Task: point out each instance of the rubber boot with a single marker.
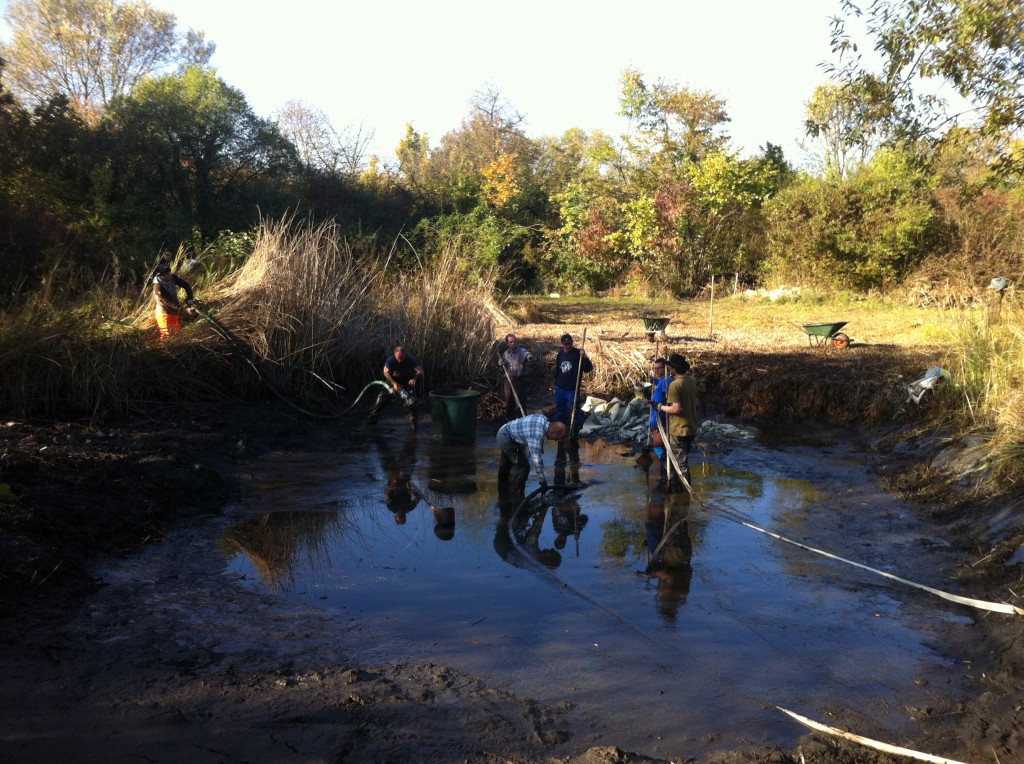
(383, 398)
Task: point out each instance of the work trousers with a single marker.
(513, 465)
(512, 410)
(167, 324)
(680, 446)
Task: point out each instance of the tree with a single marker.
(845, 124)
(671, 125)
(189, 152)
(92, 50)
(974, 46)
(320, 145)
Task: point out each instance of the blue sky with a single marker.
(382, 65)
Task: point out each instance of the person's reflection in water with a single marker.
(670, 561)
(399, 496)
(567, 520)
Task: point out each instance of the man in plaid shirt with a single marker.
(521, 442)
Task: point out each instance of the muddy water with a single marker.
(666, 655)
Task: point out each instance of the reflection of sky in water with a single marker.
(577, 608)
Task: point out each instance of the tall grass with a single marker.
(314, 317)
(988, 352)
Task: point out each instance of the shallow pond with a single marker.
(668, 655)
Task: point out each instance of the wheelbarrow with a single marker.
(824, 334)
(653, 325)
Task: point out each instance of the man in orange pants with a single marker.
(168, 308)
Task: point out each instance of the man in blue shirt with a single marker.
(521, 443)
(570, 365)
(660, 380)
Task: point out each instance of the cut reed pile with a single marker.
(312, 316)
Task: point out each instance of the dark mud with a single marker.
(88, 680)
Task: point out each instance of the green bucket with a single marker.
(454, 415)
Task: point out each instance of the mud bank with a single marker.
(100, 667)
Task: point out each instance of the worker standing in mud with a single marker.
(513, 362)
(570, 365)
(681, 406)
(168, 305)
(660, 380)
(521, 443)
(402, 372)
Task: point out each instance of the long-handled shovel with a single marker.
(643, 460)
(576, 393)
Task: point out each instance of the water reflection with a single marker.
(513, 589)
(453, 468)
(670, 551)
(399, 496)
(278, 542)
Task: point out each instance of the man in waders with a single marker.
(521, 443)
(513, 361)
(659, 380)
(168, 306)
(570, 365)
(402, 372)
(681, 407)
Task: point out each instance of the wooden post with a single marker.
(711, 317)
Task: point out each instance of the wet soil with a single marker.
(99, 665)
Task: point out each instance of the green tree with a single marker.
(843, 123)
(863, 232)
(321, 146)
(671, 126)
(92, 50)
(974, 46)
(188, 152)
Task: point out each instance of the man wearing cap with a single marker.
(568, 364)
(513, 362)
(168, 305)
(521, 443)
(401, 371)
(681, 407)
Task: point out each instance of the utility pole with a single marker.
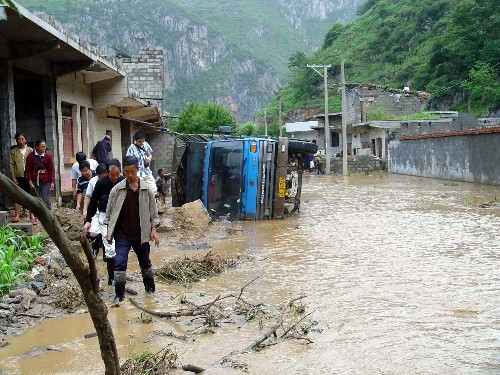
◆ ◆ ◆
WHAT IS REQUIRED
Copy the items above again, replacing "with a single marker" with "with one point" wherever it occurs and changing nothing else. Leave the pictures out of your copy.

SOLUTION FOR THIS TASK
Task: point out each instance of the rubber boot with one point.
(383, 398)
Task: point out each instance of the work trousers with one point.
(513, 465)
(512, 410)
(167, 324)
(680, 446)
Task: point out each instance of the tree with one point.
(845, 124)
(671, 125)
(189, 152)
(92, 50)
(974, 46)
(320, 145)
Task: point out each instance of the blue sky with one point.
(382, 65)
Task: point out each instance of the person's reflection in water with one point.
(670, 561)
(399, 496)
(567, 520)
Task: point out each instance of the man in plaid shirt with one point.
(521, 442)
Task: point out each instance of the muddy water with one point.
(666, 655)
Task: point out each instance of the reflection of sky in water with one point.
(577, 608)
Task: point out each instance of the tall grass with one point.
(314, 317)
(988, 352)
Task: point out each instance of the shallow pond with one point.
(668, 655)
Task: point out each instance of the wheelbarrow with one point.
(824, 334)
(653, 325)
Task: point out each instance of the man in orange pants with one point.
(168, 308)
Task: point out each instance of the man in blue shirt with one point.
(521, 443)
(570, 365)
(660, 380)
Task: point out each instance of the cut reed pile with one point.
(312, 316)
Task: point out each instance of the dark mud with one point.
(88, 680)
Task: point out each instance of the green bucket with one point.
(454, 415)
Task: point out each instance of the mud bank with one point.
(100, 667)
Task: point out each instance of the worker standing in mud with one point.
(513, 362)
(570, 365)
(681, 406)
(168, 305)
(660, 380)
(521, 443)
(402, 372)
Task: point out each instance of the long-handled shovel with one point.
(643, 460)
(576, 393)
Task: point out each instance of the water reflection with one point.
(513, 589)
(453, 468)
(670, 551)
(399, 496)
(278, 542)
Task: point out each instance of the man in waders with one point.
(521, 443)
(513, 361)
(659, 380)
(168, 306)
(570, 365)
(402, 372)
(681, 407)
Task: point out each instance of the wooden post with one point.
(711, 317)
Task: point out each instance of the wet soil with one point.
(99, 665)
Task: point out each instance of the green tree with one point.
(843, 123)
(863, 232)
(321, 146)
(671, 126)
(92, 50)
(974, 46)
(188, 152)
Task: point out each instance of the man wearing cap with one point.
(568, 364)
(513, 362)
(168, 305)
(521, 443)
(401, 371)
(681, 407)
Task: point out each instance of the utility pole with one point.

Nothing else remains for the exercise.